== Request ==
Take the listing and print it in full, exactly as given.

══ Raw records

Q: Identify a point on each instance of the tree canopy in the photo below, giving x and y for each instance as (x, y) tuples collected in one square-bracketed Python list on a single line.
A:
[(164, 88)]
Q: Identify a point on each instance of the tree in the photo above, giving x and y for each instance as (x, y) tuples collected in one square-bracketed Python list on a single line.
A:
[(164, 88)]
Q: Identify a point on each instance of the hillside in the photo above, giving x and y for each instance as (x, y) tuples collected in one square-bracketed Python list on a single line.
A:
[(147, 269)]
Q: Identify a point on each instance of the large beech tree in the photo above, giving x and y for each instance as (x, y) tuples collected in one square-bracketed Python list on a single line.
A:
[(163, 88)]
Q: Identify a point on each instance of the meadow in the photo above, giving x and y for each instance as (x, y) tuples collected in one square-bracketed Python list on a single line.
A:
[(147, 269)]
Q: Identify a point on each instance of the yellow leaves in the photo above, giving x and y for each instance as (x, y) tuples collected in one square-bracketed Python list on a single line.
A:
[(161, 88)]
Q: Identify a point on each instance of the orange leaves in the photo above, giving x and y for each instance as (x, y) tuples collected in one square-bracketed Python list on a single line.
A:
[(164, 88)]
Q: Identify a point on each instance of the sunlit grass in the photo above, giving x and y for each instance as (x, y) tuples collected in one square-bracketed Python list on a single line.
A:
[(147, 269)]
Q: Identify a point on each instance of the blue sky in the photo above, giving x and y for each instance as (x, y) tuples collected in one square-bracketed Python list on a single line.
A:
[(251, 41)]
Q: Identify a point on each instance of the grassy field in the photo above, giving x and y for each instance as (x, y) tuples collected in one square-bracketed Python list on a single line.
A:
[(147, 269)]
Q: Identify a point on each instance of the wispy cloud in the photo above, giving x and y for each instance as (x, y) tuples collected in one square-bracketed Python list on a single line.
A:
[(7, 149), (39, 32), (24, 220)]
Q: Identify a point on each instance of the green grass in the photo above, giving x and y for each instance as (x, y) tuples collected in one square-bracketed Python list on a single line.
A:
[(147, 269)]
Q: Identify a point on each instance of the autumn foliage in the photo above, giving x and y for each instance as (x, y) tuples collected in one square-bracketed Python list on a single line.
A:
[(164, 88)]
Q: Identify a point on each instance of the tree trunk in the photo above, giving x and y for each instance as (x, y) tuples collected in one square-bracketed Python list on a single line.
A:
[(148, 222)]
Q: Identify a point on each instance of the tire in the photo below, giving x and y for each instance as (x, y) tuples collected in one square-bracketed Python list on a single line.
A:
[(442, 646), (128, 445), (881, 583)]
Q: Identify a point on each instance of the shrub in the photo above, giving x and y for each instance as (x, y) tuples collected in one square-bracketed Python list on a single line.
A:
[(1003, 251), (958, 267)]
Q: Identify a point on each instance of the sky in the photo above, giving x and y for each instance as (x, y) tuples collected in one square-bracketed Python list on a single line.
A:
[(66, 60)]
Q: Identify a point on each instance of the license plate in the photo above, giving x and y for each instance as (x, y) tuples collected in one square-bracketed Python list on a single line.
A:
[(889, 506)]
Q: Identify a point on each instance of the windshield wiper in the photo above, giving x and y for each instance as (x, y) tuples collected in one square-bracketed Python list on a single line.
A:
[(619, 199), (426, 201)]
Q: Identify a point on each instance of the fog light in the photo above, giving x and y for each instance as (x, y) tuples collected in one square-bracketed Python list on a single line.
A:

════

== Answer to this task ==
Q: Identify a point on each instance of the tree canopy in the photo below, giving x and y for each instance as (x, y) tuples collected in one square-bracketed Python list on a single line.
A:
[(164, 88)]
Q: Identify a point on each instance of the tree in the photo above, giving x and y for each instance as (x, y) tuples collected in one square-bracketed Python list on a single line.
A:
[(164, 88)]
Q: Identify a point on each instance of the hillside in the photo above, giving x and y for each instance as (x, y) tuples collected in one square-bracketed Python list on a single line.
A:
[(147, 269)]
Q: Identify a point on each instance of the large beech tree in the photo above, giving x and y for each instance as (x, y) tuples collected in one square-bracketed Python list on a single line.
A:
[(163, 88)]
Q: Identify a point on each instance of the meadow in the photo above, giving x and y for each instance as (x, y) tuples collected in one square-bracketed Python list on a single line.
A:
[(147, 269)]
Q: Identify a point on each instance of the yellow leaves in the photo above, giving x and y for each instance as (x, y) tuples collected in one square-bracketed Python list on a single line.
A:
[(161, 88)]
Q: Identify a point on each instance of the orange leaves in the photo above, giving x and y for each instance as (x, y) tuples collected in one square-bracketed Python list on a single line.
A:
[(164, 88)]
Q: Identify a point on each instance of the sunlit grass in the photo above, giving x and y for each instance as (x, y) tuples collected in one square-bracketed Python list on a single line.
A:
[(147, 269)]
Q: Identify a point on each instance of the blue sky in the photo above, giving x and y for each instance as (x, y) tuples collected in one square-bracketed Python list on a single line.
A:
[(251, 41)]
Q: Identify a point on each instance of the grassy field in the photo above, giving x and y for each instance as (x, y) tuples collected in one square-bracketed Python list on a single line.
A:
[(147, 269)]
Q: Identify a point on each instance of the wispy cloud in the photo above, giving x and y for each instance as (x, y) tuples collected in one square-bracketed Python list on a single line.
A:
[(7, 149), (39, 32), (24, 220)]
Q: Identify a point on each instance of the green grass in the photo above, giving x and y for each instance as (x, y) tuples collected in one square-bracketed Python list on a single line.
A:
[(147, 269)]
Q: Identify a point on each instance of the autumn foliage in the photo above, giving x and y for each instance as (x, y) tuples collected in one square-bracketed Python list on a single line.
A:
[(164, 88)]
Q: Identify a point on each instance of the tree trunk in the photo above, giving x and y for each instance as (x, y) tuples collected in one square-bracketed Python list on a single line.
A:
[(148, 222)]
Q: Identify a point on each instance of the tire in the photo below, giving x and y for each instance as (x, y) tuples collected in one square-bracketed Python list on a single line.
A:
[(442, 646), (128, 445), (881, 583)]
Q: Identify a point on each instance of the shrub in the photo above, giving x and y for each instance as (x, y) tuples collected in one square-bracketed Python list on a single line.
A:
[(1003, 251), (958, 267)]
Q: Identify a point on each instance of the sky in the photo above, giving x and y for each instance as (x, y) tuples collected in one square-bracketed Python list on a single line.
A:
[(66, 60)]
Q: Identify a point on each instance of the license plate in the photo above, giving x and y for each instance as (x, y) tuples collected in one square-bracketed Python list on a single line.
A:
[(889, 506)]
Q: Identify a point on each instance of the windshield wiper in the photo above, giving x and y for each instance as (x, y) tuples collected in one square-bracketed Python list on a single line.
A:
[(619, 199), (426, 201)]
Q: Identify a point on each instance of the fog light in the photo above, giving x and y for each instance as (x, y) tuples collected in one square-bracketed Python list on a single line.
A:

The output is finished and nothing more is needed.